- _PROBLEM STATEMENT_
Both the line below containing "201L506 189L458 188L462" and the line containing "positive clicks: (104, 313) (12, 324)", along with every line between them, should be repeated exactly; no other line belongs in the answer.

━━ DATA EXTRACTS

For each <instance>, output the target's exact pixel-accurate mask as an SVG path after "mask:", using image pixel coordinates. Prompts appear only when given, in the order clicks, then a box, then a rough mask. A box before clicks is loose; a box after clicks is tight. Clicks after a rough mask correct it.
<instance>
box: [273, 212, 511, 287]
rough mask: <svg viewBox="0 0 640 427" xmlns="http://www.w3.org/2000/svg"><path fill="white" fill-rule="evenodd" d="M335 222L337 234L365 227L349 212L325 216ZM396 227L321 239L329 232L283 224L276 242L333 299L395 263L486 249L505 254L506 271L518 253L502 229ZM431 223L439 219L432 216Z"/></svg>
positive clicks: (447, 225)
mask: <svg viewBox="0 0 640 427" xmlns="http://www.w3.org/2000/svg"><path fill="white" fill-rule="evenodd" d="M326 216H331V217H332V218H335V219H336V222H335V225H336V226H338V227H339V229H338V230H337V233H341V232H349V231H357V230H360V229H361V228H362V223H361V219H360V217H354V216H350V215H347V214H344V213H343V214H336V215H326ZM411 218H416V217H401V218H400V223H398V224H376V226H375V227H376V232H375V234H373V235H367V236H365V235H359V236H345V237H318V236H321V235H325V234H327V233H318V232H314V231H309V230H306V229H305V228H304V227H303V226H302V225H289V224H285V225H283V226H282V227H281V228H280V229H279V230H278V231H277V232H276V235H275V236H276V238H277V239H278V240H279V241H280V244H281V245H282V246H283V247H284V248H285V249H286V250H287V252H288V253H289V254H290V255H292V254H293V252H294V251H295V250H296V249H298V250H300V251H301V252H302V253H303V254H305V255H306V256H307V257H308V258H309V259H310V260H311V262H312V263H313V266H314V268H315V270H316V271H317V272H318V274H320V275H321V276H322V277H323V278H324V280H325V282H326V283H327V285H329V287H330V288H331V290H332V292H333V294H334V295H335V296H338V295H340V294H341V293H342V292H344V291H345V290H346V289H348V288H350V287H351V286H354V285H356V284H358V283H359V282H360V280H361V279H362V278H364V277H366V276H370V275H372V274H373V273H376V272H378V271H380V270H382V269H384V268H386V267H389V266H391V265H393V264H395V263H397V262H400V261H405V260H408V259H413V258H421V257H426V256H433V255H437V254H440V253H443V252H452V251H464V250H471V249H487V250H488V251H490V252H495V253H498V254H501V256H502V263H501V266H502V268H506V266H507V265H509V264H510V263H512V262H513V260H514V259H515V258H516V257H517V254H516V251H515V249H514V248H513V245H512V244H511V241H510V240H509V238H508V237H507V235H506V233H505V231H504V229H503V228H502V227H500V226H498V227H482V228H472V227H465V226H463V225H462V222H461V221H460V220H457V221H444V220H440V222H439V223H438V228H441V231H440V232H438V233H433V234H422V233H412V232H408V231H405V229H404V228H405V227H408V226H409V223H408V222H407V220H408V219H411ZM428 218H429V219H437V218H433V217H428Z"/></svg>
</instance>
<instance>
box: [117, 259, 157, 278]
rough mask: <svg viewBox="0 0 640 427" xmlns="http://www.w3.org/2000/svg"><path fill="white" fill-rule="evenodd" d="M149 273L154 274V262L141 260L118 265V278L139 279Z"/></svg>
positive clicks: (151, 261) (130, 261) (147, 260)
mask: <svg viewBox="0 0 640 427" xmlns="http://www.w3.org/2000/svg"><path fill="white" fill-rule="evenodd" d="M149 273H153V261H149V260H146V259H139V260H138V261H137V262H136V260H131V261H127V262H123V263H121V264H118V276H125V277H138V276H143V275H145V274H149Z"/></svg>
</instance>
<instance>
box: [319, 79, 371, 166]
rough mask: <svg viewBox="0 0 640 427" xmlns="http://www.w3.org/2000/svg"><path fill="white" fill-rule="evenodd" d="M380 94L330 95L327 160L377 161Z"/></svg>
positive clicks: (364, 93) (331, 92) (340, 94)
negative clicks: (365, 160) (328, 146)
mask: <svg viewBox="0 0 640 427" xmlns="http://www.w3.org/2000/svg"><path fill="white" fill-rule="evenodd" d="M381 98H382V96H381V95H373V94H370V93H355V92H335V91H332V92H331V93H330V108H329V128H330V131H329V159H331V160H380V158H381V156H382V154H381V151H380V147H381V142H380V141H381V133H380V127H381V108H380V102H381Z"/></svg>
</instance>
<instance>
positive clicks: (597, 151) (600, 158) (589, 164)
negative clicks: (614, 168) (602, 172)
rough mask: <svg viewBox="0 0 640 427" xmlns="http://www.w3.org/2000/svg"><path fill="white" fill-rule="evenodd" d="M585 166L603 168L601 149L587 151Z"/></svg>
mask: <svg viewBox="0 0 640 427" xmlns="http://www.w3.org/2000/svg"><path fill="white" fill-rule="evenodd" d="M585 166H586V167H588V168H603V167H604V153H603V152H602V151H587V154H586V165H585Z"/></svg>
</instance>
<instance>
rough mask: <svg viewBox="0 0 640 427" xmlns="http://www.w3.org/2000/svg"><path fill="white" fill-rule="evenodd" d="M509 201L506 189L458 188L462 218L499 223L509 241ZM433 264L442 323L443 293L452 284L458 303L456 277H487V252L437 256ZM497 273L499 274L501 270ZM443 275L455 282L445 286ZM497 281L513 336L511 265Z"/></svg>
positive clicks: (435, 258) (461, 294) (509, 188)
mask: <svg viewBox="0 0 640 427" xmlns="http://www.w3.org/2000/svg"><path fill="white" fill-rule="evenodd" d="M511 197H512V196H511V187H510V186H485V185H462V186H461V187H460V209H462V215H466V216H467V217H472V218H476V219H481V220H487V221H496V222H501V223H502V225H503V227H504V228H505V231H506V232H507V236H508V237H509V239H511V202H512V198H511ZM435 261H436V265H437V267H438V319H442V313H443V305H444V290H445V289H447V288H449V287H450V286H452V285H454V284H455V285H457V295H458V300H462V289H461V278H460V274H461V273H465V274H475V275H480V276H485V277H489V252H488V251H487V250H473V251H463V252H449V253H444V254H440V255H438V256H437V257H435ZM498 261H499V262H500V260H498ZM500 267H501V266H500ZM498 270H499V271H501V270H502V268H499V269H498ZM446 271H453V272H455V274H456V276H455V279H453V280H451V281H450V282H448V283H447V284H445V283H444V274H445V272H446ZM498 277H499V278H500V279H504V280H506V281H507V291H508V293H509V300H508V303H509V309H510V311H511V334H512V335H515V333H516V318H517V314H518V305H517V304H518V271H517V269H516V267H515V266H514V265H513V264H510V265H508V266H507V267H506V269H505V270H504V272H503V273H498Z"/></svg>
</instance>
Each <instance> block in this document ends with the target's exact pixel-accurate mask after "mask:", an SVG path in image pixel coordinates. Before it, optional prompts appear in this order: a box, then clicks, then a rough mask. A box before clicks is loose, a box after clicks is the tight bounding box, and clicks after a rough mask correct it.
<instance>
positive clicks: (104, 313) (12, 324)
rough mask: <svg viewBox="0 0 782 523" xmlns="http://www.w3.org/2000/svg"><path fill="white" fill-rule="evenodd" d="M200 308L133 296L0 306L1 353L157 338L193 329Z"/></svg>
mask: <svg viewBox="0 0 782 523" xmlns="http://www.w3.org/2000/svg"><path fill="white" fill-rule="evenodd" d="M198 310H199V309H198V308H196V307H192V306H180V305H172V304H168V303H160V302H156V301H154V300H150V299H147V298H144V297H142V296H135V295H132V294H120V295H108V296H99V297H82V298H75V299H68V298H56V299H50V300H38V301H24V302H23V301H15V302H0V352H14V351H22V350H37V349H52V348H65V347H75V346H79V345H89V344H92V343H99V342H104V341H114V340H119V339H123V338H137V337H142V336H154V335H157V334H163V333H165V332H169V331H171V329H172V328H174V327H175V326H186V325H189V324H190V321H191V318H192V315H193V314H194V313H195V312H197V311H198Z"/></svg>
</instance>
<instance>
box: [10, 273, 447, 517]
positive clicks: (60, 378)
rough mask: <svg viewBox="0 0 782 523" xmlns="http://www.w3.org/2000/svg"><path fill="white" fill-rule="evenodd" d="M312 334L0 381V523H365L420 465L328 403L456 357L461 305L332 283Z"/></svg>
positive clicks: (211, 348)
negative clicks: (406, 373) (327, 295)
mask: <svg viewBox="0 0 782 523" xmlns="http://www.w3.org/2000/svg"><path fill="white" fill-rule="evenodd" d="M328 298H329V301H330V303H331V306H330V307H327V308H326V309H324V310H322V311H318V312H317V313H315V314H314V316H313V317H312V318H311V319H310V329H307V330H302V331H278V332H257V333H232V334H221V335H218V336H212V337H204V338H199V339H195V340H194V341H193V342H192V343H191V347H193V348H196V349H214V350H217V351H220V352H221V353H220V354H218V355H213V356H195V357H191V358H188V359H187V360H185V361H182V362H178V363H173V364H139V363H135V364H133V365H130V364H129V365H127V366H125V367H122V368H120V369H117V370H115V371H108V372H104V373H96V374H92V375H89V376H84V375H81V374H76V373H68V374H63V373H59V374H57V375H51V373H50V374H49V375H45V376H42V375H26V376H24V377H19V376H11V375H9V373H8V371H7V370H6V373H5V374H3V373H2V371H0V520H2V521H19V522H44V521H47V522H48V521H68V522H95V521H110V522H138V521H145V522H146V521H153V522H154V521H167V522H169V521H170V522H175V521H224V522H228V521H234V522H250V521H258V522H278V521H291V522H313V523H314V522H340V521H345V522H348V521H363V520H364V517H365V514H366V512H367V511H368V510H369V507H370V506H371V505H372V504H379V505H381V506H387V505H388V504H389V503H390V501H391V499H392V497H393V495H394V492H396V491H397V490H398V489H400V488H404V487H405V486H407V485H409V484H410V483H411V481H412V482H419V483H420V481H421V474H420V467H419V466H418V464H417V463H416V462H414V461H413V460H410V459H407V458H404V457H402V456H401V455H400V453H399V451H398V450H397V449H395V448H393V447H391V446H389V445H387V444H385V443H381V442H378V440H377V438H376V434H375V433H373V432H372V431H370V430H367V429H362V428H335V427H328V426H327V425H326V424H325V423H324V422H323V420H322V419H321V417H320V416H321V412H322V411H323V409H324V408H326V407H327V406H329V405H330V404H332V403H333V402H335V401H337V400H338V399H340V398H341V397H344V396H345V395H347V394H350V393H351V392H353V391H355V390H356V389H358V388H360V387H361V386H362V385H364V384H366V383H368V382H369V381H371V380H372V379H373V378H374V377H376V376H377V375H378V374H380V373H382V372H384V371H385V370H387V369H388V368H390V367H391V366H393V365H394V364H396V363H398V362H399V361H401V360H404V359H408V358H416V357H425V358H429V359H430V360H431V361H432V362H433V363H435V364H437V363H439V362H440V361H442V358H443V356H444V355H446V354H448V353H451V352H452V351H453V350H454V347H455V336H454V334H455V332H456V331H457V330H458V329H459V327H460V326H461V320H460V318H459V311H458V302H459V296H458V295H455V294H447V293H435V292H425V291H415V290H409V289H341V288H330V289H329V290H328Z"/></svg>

━━━━

- _ANSWER BOX_
rough mask: <svg viewBox="0 0 640 427" xmlns="http://www.w3.org/2000/svg"><path fill="white" fill-rule="evenodd" d="M509 201L506 189L458 188L462 218L499 223L509 241ZM433 264L442 323L443 293L452 284L458 303L456 277H487V252L437 256ZM497 273L499 274L501 270ZM443 275L455 282L445 286ZM497 281L513 336L511 265Z"/></svg>
positive clicks: (435, 258) (461, 294) (509, 188)
mask: <svg viewBox="0 0 640 427" xmlns="http://www.w3.org/2000/svg"><path fill="white" fill-rule="evenodd" d="M511 197H512V196H511V187H510V186H485V185H462V186H461V187H460V209H462V215H466V216H467V217H472V218H476V219H481V220H487V221H496V222H501V223H502V225H503V227H504V228H505V231H506V232H507V236H508V237H509V239H511V202H512V198H511ZM435 261H436V265H437V267H438V319H442V313H443V305H444V290H445V289H447V288H449V287H450V286H452V285H454V284H455V285H457V295H458V300H462V289H461V278H460V274H461V273H465V274H475V275H480V276H485V277H489V252H488V251H487V250H473V251H463V252H449V253H444V254H440V255H438V256H437V257H435ZM498 261H499V262H500V260H498ZM500 267H501V266H500ZM498 270H499V271H501V270H502V268H499V269H498ZM446 271H453V272H455V274H456V276H455V279H453V280H451V281H450V282H448V283H447V284H445V283H444V274H445V272H446ZM498 277H499V278H500V279H504V280H506V281H507V291H508V293H509V300H508V303H509V309H510V311H511V334H512V335H515V333H516V318H517V314H518V305H517V304H518V271H517V269H516V267H515V266H514V265H513V264H510V265H508V266H507V267H506V269H505V270H504V272H503V273H498Z"/></svg>
</instance>
Each <instance> block in this document ends with the target's exact pixel-accurate mask after "mask:", an SVG path in image pixel coordinates. Before it, optional prompts appear in this order: a box, then clicks, then a rough mask. A box before clicks is loose, a box after clicks is the tight bounding box, and clicks after a rough mask correct it.
<instance>
positive clicks: (104, 313) (12, 324)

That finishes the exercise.